Work instructions -
Please extract the lines between the one holding "Each instance receives a single keypoint. Tag the fender" and the end of the data entries, inclusive, and repeat them exactly.

>> START Data lines

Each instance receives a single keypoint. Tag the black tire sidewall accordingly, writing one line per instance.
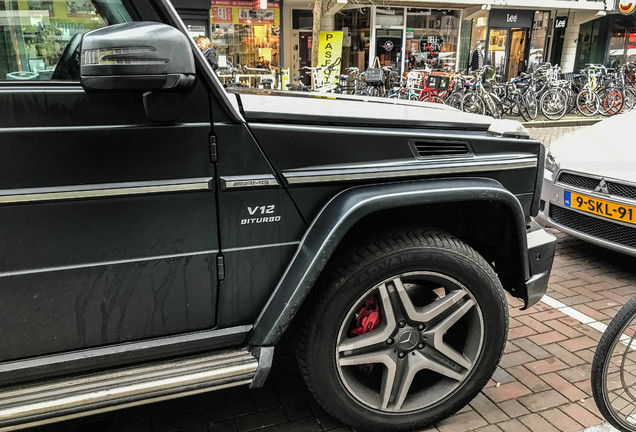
(482, 284)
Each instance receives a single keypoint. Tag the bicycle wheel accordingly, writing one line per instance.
(455, 100)
(491, 107)
(588, 103)
(613, 102)
(554, 103)
(614, 370)
(472, 103)
(532, 105)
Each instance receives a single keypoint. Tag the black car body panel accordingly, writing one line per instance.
(130, 243)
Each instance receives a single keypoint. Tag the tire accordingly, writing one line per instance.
(554, 104)
(532, 105)
(403, 271)
(613, 370)
(472, 103)
(455, 100)
(612, 102)
(588, 103)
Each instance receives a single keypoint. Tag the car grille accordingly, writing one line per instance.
(598, 228)
(590, 183)
(578, 181)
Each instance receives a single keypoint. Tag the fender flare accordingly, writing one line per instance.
(347, 208)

>> END Data lines

The solution -
Each instance receives a single keypoint. Tag the fender flare accordingly, writing one line per instance.
(347, 208)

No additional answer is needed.